**Rows from a dataset**

------------------------------------------------

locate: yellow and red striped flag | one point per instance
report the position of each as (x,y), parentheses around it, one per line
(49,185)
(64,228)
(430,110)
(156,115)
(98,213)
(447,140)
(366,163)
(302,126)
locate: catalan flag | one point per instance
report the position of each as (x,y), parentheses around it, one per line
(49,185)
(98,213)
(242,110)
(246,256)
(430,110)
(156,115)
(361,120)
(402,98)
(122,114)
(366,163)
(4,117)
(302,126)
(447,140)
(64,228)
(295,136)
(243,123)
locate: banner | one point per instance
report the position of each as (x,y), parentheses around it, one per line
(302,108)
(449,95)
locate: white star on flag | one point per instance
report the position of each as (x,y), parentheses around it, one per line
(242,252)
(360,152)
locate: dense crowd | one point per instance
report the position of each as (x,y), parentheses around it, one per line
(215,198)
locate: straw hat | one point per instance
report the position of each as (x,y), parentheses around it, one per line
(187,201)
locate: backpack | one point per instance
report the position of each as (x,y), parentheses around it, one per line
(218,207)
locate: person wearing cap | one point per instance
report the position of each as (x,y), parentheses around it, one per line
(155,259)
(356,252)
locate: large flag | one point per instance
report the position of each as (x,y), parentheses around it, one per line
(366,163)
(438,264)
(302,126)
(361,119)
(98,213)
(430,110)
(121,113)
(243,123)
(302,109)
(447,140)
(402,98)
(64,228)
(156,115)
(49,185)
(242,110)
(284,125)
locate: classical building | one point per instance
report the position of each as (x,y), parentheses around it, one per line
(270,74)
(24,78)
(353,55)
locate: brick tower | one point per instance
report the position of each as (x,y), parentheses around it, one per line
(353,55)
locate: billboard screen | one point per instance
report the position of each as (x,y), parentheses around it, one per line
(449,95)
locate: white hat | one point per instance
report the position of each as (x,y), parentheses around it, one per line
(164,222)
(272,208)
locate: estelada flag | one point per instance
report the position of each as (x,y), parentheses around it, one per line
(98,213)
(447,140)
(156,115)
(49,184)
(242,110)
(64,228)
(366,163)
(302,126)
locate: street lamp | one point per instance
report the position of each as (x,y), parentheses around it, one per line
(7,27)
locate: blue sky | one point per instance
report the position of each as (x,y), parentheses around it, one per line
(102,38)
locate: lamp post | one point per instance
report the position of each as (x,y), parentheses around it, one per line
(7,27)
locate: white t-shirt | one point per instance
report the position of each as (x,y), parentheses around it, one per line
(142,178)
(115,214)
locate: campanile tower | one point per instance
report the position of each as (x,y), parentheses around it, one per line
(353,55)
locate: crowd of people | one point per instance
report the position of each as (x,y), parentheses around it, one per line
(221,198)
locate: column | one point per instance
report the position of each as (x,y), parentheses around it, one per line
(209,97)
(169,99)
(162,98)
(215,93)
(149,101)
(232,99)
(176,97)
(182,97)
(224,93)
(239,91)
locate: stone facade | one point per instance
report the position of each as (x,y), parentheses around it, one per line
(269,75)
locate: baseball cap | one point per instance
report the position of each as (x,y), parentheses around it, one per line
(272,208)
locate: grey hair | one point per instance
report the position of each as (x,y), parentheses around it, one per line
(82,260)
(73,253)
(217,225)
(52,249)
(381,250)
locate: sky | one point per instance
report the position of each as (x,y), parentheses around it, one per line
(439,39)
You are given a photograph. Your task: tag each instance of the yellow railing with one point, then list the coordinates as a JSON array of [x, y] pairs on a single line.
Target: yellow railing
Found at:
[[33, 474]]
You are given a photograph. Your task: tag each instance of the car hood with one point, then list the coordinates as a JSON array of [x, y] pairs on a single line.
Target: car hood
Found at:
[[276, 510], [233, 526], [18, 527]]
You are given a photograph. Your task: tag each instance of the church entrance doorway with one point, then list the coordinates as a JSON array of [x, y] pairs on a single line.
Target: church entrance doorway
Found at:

------------------------------------------------

**EXERCISE DIRECTIONS**
Please print all of the records above again, word for word and line for line.

**SOLUTION FOR THIS EXERCISE**
locate: yellow and red striped flag | one point per instance
report the position of each as (x,y), parentheses around it, one per line
(49,185)
(64,228)
(430,110)
(156,115)
(98,213)
(447,140)
(366,163)
(302,126)
locate: catalan flag | one point per instance
report the position of each as (x,y), parentheses around it, one per line
(49,185)
(98,213)
(242,110)
(246,256)
(430,110)
(156,115)
(361,120)
(402,98)
(122,114)
(366,163)
(4,117)
(302,126)
(447,140)
(64,228)
(295,136)
(243,123)
locate: banner | one point per instance
report the position of each as (x,y), parentheses around it, one per line
(302,108)
(449,95)
locate: white star on flag | one point per instance
report the position of each as (x,y), parentheses around it, one per line
(242,252)
(360,152)
locate: dense crowd | one point per instance
report the position of each as (x,y), parentheses around it, one per line
(215,198)
locate: straw hat | one point per instance
report the position of each as (x,y), parentheses around it, one per line
(187,201)
locate: backpack | one point per instance
report the position of each as (x,y), parentheses around it, one per line
(218,207)
locate: person wearing cap | one point per instance
report the position of each as (x,y), parentheses around it, one per line
(155,259)
(356,252)
locate: large flag | one point per instance
report the position of each as (x,y), parentheses around it, one per line
(366,163)
(438,264)
(302,126)
(361,119)
(98,213)
(430,110)
(121,113)
(243,123)
(302,109)
(447,140)
(402,98)
(64,228)
(156,115)
(49,185)
(242,110)
(284,125)
locate: classical building | one point per instance
report the position of each as (x,y), parentheses around it, one per line
(270,74)
(24,78)
(353,55)
locate: brick tower | one point per instance
report the position of each as (x,y), parentheses around it, one per line
(353,55)
locate: billboard screen | one point per instance
report the position of each as (x,y), parentheses around it, one per line
(449,95)
locate: white hat | one point per instance
report the position of each as (x,y), parentheses around it, one per line
(164,222)
(272,208)
locate: estelada flag | one point per instance
report the position of each as (x,y), parentheses around it, one per line
(98,213)
(447,140)
(156,115)
(49,184)
(242,110)
(64,228)
(366,163)
(302,126)
locate: street lamp | one point per instance
report the position of each as (x,y), parentheses around it, one per line
(7,27)
locate: blue sky | one point per instance
report the position of each as (x,y), parentheses around it, one per line
(102,38)
locate: lamp post | one point per instance
report the position of each as (x,y), parentheses around it, one per line
(7,27)
locate: white t-shirt | one point per instance
report the position of each as (x,y), parentheses around it, one per line
(142,178)
(115,214)
locate: campanile tower | one point per instance
report the position of each as (x,y), parentheses around it, one per line
(353,55)
locate: crowd of people | one point per instance
report the position of each as (x,y), parentheses around it, one per line
(221,198)
locate: column | one point per instance
report the position of each as (x,y), parentheses around it, one per line
(209,97)
(169,99)
(162,98)
(215,93)
(149,101)
(232,99)
(176,97)
(182,97)
(224,93)
(239,91)
locate: stone facade | one point per instance
report the position of each as (x,y), parentheses around it, one per line
(269,75)
locate: baseball cap | one point per instance
report the position of each as (x,y), parentheses around it, one per line
(272,208)
locate: grey hair | one point per instance
report the position of each as (x,y), parentheses around it, one per line
(82,260)
(73,253)
(217,225)
(52,249)
(381,250)
locate: sky | one point per instance
report the position of each as (x,y), parentheses around it, one per line
(439,39)
You are given a photograph. Your task: tag each instance of the yellow railing with one point, then list the coordinates as a JSON array of [x, y] pairs on a single line.
Target: yellow railing
Found at:
[[33, 474]]
You are given a photograph. Your task: tag each instance of the car hood with one point, then list the coordinates as a JSON array of [x, y] pairs on a single line.
Target: car hood
Found at:
[[276, 510], [233, 526], [18, 527]]
You are given a photograph. Your task: tag each instance of the church entrance doorway with one point, then list the coordinates as a JSON array of [x, y] pairs on a single line.
Target: church entrance doorway
Found at:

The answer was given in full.